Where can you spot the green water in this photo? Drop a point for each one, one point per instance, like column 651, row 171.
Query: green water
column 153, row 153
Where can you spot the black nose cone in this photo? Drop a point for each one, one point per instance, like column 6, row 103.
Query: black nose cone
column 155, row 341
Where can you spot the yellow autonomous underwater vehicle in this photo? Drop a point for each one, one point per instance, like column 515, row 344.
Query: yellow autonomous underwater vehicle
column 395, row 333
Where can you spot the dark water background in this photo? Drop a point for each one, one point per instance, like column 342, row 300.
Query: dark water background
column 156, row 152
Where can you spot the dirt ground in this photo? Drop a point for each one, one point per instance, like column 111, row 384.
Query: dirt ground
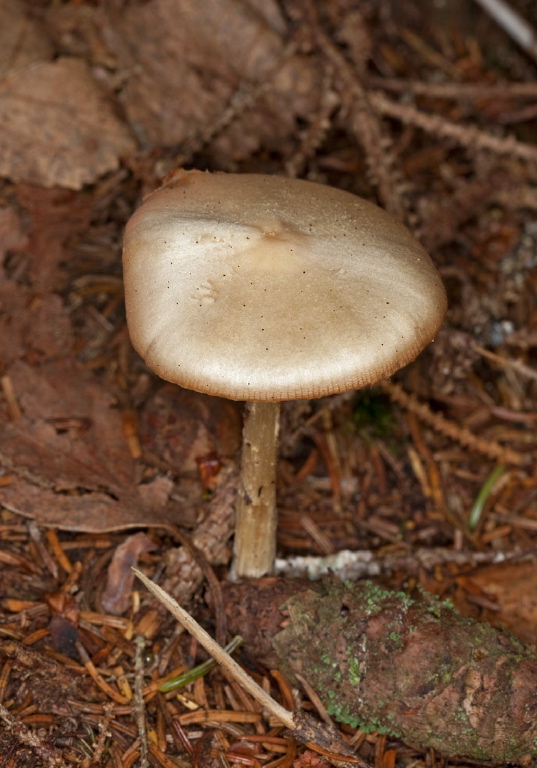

_ _ _ _

- Problem requirements
Restate the listing word for word and drop the pictures.

- Your solution
Where can you spot the green water in this photo? Drop a point for each one, one point per instance, like column 651, row 171.
Query: green water
column 153, row 153
Where can you spot the black nose cone in this photo? Drop a point for each one, one point per instance, like column 6, row 103.
Query: black nose cone
column 155, row 341
Where can you spot the yellow autonomous underwater vehicle in this photo? Drop a point for each one, one point per instance, like column 515, row 344.
Query: yellow autonomous underwater vehicle
column 395, row 333
Where can you spot the dark water background in this photo? Drop a point for each one, one point per instance, like column 342, row 300.
Query: dark water background
column 156, row 152
Where can you spot the dirt ground in this photo? Drop a point for each one, one point per instance, like column 111, row 384.
Query: dirt ground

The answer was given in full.